[Data records]
★ ★ ★ ★ ★

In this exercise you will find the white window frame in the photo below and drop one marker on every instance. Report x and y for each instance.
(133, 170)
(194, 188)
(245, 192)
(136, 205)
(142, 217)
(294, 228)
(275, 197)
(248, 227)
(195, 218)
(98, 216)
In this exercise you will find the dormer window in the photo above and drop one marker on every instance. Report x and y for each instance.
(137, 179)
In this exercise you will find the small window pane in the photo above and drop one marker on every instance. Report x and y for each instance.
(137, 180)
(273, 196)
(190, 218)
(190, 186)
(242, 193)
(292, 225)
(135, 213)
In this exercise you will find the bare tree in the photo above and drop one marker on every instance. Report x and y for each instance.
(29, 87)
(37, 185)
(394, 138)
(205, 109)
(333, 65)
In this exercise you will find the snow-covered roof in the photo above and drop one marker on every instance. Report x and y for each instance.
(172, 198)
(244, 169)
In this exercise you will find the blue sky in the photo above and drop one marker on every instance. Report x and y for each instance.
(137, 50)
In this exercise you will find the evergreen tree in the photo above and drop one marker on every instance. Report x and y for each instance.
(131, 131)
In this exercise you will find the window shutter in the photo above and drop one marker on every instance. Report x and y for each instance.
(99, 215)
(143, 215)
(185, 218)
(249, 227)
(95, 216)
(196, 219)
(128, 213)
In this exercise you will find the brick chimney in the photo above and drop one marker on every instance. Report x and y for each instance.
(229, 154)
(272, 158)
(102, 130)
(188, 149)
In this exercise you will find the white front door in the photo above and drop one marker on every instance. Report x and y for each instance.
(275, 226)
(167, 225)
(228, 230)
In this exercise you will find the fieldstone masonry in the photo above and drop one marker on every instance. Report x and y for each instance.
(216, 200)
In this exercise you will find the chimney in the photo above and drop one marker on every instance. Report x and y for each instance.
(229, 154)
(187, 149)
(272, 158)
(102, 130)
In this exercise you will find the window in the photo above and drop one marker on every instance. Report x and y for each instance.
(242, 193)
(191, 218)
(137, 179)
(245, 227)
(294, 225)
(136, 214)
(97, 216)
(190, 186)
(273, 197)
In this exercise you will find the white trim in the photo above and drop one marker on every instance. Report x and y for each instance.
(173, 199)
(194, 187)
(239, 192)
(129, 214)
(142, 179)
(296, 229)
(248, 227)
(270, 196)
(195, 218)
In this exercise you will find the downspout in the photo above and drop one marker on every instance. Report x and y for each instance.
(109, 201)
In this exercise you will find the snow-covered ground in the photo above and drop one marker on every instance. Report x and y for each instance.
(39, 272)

★ ★ ★ ★ ★

AIM | Rewrite every line of the listing above as a numbered list, omitting any blank lines.

THE RESULT |
1. In this exercise you will find the white window frame in the photo below and drop one marker on every instance. Report x and y for each instance.
2. (133, 170)
3. (194, 188)
4. (245, 192)
5. (136, 205)
6. (142, 217)
7. (294, 228)
8. (275, 197)
9. (248, 227)
10. (195, 218)
11. (98, 216)
12. In this exercise you will find the dormer window in the photo above and drop one marker on every instance. Report x and y for each instance.
13. (137, 179)
14. In this exercise you will find the small window pane in the photo above and drop one marker on every instance. Report x and y for each instance.
15. (137, 180)
16. (273, 196)
17. (190, 218)
18. (190, 186)
19. (242, 193)
20. (292, 225)
21. (135, 213)
22. In this exercise you will find the bare tree in the photo above and drop one marker on every instance. Report x and y for each instance.
23. (29, 87)
24. (37, 185)
25. (394, 138)
26. (205, 109)
27. (333, 65)
28. In this exercise you will find the snow-covered roof in the photo above and drop one marker on every instance. Report x and y for each instance.
29. (172, 198)
30. (244, 169)
31. In this exercise you will find the blue sky in the photo above and drop one marker on every instance. Report x and y for each instance.
32. (137, 50)
33. In this exercise you will find the evergreen tree in the photo above and drop one marker on every instance. Report x and y for each instance.
34. (131, 131)
35. In this exercise you will find the window shutter in the photo above and drop one marker on every instance. Report x and y for each instance.
36. (99, 215)
37. (143, 215)
38. (185, 218)
39. (249, 227)
40. (95, 216)
41. (196, 219)
42. (128, 213)
43. In this exercise you will find the brick chimney in the photo above and drop one marker on every instance. Report x and y for each instance.
44. (229, 154)
45. (272, 158)
46. (102, 130)
47. (188, 149)
48. In this exercise you will find the white front door in the photo above and drop one marker on every instance. Report x and y for each instance.
49. (275, 226)
50. (167, 225)
51. (228, 230)
52. In this exercise you will find the fieldstone masonry in the photo above and drop one marker on every instance. Report x and y for each instance.
53. (216, 200)
54. In this exercise you will find the chimney in the photo above and drop one marker on every instance. Report x and y for each instance.
55. (229, 154)
56. (187, 149)
57. (272, 158)
58. (102, 130)
59. In this exercise you will find the window in the photo above and drop one marker on every instance. Report x and y for each instance.
60. (242, 193)
61. (191, 218)
62. (137, 179)
63. (245, 227)
64. (294, 225)
65. (136, 214)
66. (97, 216)
67. (190, 186)
68. (273, 197)
69. In this exercise you will find the white trim in the photo above and drop one marker on every instance. Report x and y for each instance.
70. (173, 199)
71. (194, 187)
72. (239, 192)
73. (129, 214)
74. (142, 179)
75. (296, 229)
76. (248, 227)
77. (270, 196)
78. (195, 218)
79. In this exercise you will find the downspout in the photo above and drop one marker on every instance. Report x and y for each instance.
80. (109, 201)
81. In this exercise you will find the snow-covered ground in the photo above and drop one marker on every instance. Report x and y for each instance.
82. (39, 272)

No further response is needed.